Skip the images and return the records below exactly.

Items from a dataset
◆ ◆ ◆ ◆ ◆ ◆ ◆

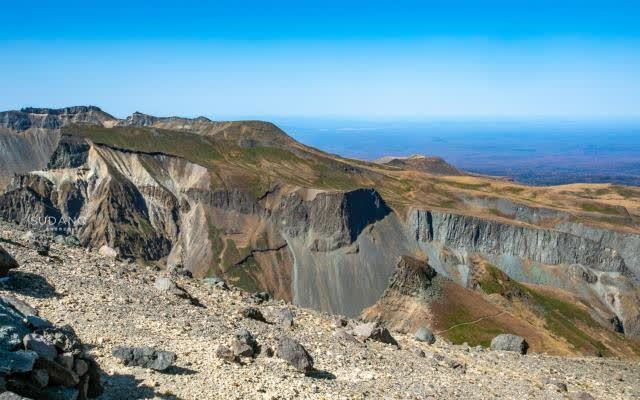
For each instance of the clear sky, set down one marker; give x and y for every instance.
(361, 59)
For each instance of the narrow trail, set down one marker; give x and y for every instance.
(471, 322)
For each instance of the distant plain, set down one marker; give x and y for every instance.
(548, 152)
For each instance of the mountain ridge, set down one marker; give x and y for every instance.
(246, 201)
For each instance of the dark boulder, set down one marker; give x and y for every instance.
(295, 354)
(6, 262)
(253, 313)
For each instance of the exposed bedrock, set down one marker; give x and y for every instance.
(546, 246)
(586, 267)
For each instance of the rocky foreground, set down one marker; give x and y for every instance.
(115, 306)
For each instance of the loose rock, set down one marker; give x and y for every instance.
(145, 357)
(252, 313)
(108, 252)
(7, 262)
(295, 354)
(374, 331)
(508, 342)
(424, 334)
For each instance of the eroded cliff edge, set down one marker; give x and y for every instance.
(328, 249)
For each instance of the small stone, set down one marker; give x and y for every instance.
(40, 345)
(66, 360)
(268, 351)
(374, 331)
(36, 322)
(217, 282)
(424, 334)
(556, 384)
(285, 318)
(41, 245)
(508, 342)
(343, 335)
(581, 396)
(72, 240)
(107, 252)
(252, 313)
(19, 305)
(338, 322)
(226, 354)
(295, 354)
(145, 357)
(241, 349)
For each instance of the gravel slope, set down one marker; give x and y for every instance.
(112, 303)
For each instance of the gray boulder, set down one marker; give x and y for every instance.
(226, 354)
(40, 345)
(58, 374)
(217, 282)
(58, 393)
(244, 344)
(107, 252)
(252, 313)
(19, 305)
(424, 334)
(64, 338)
(295, 354)
(6, 262)
(12, 327)
(145, 357)
(285, 318)
(509, 342)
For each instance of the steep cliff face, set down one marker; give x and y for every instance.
(552, 321)
(529, 254)
(546, 246)
(245, 201)
(28, 137)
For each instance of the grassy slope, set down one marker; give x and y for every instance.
(275, 157)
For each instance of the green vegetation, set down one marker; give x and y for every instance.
(476, 334)
(626, 192)
(468, 186)
(601, 208)
(562, 318)
(512, 189)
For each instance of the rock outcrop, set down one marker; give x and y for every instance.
(244, 201)
(38, 362)
(7, 262)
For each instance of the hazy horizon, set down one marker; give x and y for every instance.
(392, 60)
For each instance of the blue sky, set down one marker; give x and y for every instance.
(388, 60)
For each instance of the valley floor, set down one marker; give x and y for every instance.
(110, 303)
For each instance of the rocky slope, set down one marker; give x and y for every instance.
(417, 162)
(113, 303)
(244, 201)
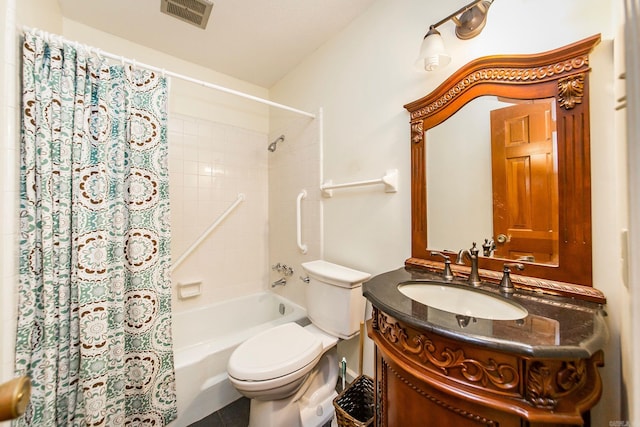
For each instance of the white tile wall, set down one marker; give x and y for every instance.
(293, 167)
(8, 187)
(210, 164)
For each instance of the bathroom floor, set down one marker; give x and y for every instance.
(235, 414)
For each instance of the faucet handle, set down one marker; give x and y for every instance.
(506, 285)
(447, 274)
(474, 250)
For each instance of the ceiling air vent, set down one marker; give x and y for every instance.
(195, 12)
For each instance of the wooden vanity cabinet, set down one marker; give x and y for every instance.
(423, 379)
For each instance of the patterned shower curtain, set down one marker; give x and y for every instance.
(94, 313)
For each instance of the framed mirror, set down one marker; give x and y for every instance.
(500, 156)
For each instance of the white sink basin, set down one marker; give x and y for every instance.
(464, 301)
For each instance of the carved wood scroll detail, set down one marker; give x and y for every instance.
(508, 75)
(459, 411)
(546, 387)
(570, 91)
(416, 132)
(450, 362)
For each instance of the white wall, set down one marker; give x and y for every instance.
(364, 76)
(8, 189)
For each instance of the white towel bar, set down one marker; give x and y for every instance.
(208, 231)
(390, 181)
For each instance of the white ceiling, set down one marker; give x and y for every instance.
(258, 41)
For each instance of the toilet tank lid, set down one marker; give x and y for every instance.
(274, 353)
(338, 274)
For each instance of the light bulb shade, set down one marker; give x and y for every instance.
(432, 52)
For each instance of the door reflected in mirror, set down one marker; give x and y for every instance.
(492, 178)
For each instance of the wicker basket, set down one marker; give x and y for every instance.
(354, 406)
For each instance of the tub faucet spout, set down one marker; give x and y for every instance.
(280, 282)
(472, 255)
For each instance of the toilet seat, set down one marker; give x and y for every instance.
(277, 352)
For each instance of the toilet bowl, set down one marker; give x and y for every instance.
(290, 372)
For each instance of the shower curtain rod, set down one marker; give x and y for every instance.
(173, 74)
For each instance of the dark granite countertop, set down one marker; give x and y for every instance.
(555, 327)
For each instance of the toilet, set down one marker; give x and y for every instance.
(290, 372)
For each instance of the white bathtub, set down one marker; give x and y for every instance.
(204, 338)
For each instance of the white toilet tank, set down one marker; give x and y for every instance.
(334, 297)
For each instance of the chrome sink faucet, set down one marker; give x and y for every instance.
(472, 255)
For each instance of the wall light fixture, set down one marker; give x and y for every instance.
(469, 20)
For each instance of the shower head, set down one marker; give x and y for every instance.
(272, 146)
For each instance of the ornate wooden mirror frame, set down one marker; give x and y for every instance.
(563, 75)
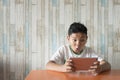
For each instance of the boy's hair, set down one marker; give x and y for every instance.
(76, 28)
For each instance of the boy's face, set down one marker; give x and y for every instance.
(77, 41)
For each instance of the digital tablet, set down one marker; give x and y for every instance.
(82, 63)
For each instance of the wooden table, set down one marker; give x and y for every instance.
(53, 75)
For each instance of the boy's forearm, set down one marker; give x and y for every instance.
(53, 66)
(105, 66)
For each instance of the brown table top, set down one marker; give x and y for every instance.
(54, 75)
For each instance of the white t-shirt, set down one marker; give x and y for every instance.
(64, 53)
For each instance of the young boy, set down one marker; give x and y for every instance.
(77, 38)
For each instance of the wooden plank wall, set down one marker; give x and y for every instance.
(32, 30)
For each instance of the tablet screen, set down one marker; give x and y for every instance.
(82, 63)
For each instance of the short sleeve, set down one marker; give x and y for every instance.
(58, 56)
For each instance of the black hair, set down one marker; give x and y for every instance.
(77, 27)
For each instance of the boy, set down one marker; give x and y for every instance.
(77, 38)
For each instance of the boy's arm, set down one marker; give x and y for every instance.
(104, 66)
(67, 67)
(99, 67)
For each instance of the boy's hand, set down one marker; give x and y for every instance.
(68, 66)
(95, 68)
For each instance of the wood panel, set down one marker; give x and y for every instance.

◆ ◆ ◆ ◆ ◆ ◆ ◆

Final result>
For each instance of the clear sky, set down one marker; give x and y for every instance.
(361, 59)
For each instance of the narrow trail, set down one marker; give x and y for every instance.
(471, 322)
For each instance of the distant plain, set down one marker; give x and y for every instance.
(548, 152)
For each instance of the mountain ridge, set down one marker; give x and y for every instance.
(246, 201)
For each instance of the dark boulder, set down one marker; give x and y for every instance.
(295, 354)
(6, 262)
(253, 313)
For each instance of the exposed bedrock, set down one marker; give x and y for every instance.
(546, 246)
(586, 267)
For each instance of the rocky foreground, set down one marker; give x and y for every instance.
(115, 306)
For each instance of the loose rock, set down one marker; give x and y for every instance.
(145, 357)
(252, 313)
(108, 252)
(7, 262)
(295, 354)
(374, 331)
(508, 342)
(424, 334)
For each instance of the eroded cliff edge, set down one marker; give x and y for every instance.
(328, 249)
For each instance of the small stone, set down one marker; give x and y for every instance.
(40, 345)
(66, 360)
(268, 351)
(374, 331)
(36, 322)
(217, 282)
(424, 334)
(556, 384)
(285, 318)
(41, 245)
(508, 342)
(343, 335)
(581, 396)
(72, 240)
(107, 252)
(252, 313)
(19, 305)
(338, 322)
(226, 354)
(295, 354)
(145, 357)
(241, 349)
For each instance of the gravel slope, set down one marker; give x and y for every instance.
(112, 303)
For each instance of the gray boulder, set down one marker; give x and y for every instance.
(226, 354)
(40, 345)
(58, 374)
(217, 282)
(58, 393)
(244, 344)
(107, 252)
(252, 313)
(19, 305)
(424, 334)
(64, 338)
(295, 354)
(6, 262)
(12, 327)
(145, 357)
(285, 318)
(509, 342)
For each instance of the steep cliff face, set down one marker; give x and y for every instance.
(552, 321)
(529, 254)
(546, 246)
(245, 201)
(28, 137)
For each instance of the grassy slope, set down one marker; give x and y for every instance.
(275, 157)
For each instance of the green vegetation, set down one marker; give x and y for every instance.
(476, 334)
(626, 192)
(468, 186)
(601, 208)
(562, 318)
(512, 189)
For each instance of the rock outcrop, set down one marker; give x and y for every instance.
(244, 201)
(38, 362)
(7, 262)
For each instance of the hazy horizon, set down one marker; give x and y for every instance.
(392, 60)
For each instance of the blue sky, set down one marker; give x and y for every instance.
(388, 60)
For each instance of the valley floor, set down one marker; give x and y for every instance.
(110, 303)
For each instance of the rocky slope, set down one marker; give x and y for every instance.
(417, 162)
(113, 303)
(244, 201)
For each instance of the white tile wall, set down one marker; give x and y for every instance.
(293, 167)
(8, 187)
(210, 164)
For each instance of the bathroom floor, set down one marker; give x and y for every instance.
(235, 414)
For each instance of the faucet handle, set down one marker; give x and y for every instance.
(506, 285)
(447, 274)
(474, 250)
For each instance of the ceiling air vent, set down one marker; give x and y for every instance.
(195, 12)
For each instance of the wooden vanity cabinet, set down one marker; give x and y for every instance.
(423, 379)
For each instance of the patterned shower curtain, set down one marker; give x and y for every instance.
(94, 313)
For each instance of the framed mirror, set down one marker; give x and y for every instance.
(500, 156)
For each instance of the white sink basin, set down one marker; give x and y for every instance.
(464, 301)
For each instance of the carved wood scroll detail, set down one marker; give x and y for every instance.
(508, 75)
(459, 411)
(546, 387)
(570, 91)
(416, 132)
(450, 362)
For each instance of the white wall, set down one marker; give x and y for every instance.
(364, 76)
(8, 189)
For each instance of the white towel bar, set down one marker; give x and y for every instance.
(208, 231)
(390, 181)
For each instance of the white ceiling, set down one marker; give x and y for every instance.
(258, 41)
For each instance of the toilet tank lid, set down one marker; give x and y for every instance.
(274, 353)
(338, 274)
For each instance of the light bulb shade, set down one marker; give x and y for every instance.
(432, 52)
For each instance of the door reflected in mirror, set down one marker; give x and y for every instance.
(492, 178)
For each instance of the wicker basket, set down one marker; give x and y for every instance.
(354, 406)
For each instance of the tub faucet spout, set down one marker; give x and y for every instance.
(280, 282)
(472, 255)
For each instance of the toilet seat, set down one marker; give x and y for every instance.
(277, 352)
For each instance of the toilet bowl, set down one marker; give x and y for every instance.
(290, 372)
For each instance of the shower curtain rod, set down one marker; give x and y for every instance.
(173, 74)
For each instance of the dark granite countertop, set down one marker; give x and y for every instance.
(555, 327)
For each instance of the toilet, set down one marker; give x and y for every instance.
(290, 372)
For each instance of the white bathtub, set down one marker; give x and y for every instance.
(204, 338)
For each instance of the white toilet tank, set down one marker; give x and y for every instance.
(334, 297)
For each instance of the chrome sink faucet, set down one marker; give x and y for every instance.
(472, 255)
For each instance of the wall light fixture, set down one marker; give x and y for every instance.
(469, 20)
For each instance of the shower head, set down one marker; give x and y for every instance.
(272, 146)
For each instance of the ornate wooden mirror frame, set down one marker; give x and y for every instance.
(563, 75)
For each instance of the boy's hair, set down one marker; give x and y for every instance.
(76, 28)
For each instance of the boy's face, set down one marker; give x and y for every instance.
(77, 41)
For each instance of the digital tablet, set down one marker; give x and y for every instance.
(82, 63)
For each instance of the wooden table, set down one marker; give x and y for every instance.
(53, 75)
For each instance of the boy's forearm, set down one marker; give x and y for every instance.
(53, 66)
(105, 66)
For each instance of the brown table top, set down one marker; give x and y for every instance.
(54, 75)
For each instance of the white t-shirt, set down one marker; give x and y for every instance.
(64, 53)
For each instance of the young boy, set down one marker; give x and y for every instance.
(77, 38)
For each instance of the wooden plank wall, set down one marker; give x and y for every instance.
(32, 30)
For each instance of the tablet screen, set down one marker; give x and y for every instance.
(82, 63)
For each instance of the short sleeve, set down one marker; give x and y for every instance.
(58, 56)
For each instance of the black hair, set down one marker; give x and y for every instance.
(77, 27)
For each instance of the boy, set down one marker; give x and y for every instance.
(77, 38)
For each instance of the boy's arm, set down one marker; give x and y for every instance.
(104, 66)
(67, 67)
(99, 67)
For each instance of the boy's hand, set down one marker; give x and y for every instance.
(68, 66)
(95, 68)
For each instance of the wood panel, set down one marker; give x and y for every instance.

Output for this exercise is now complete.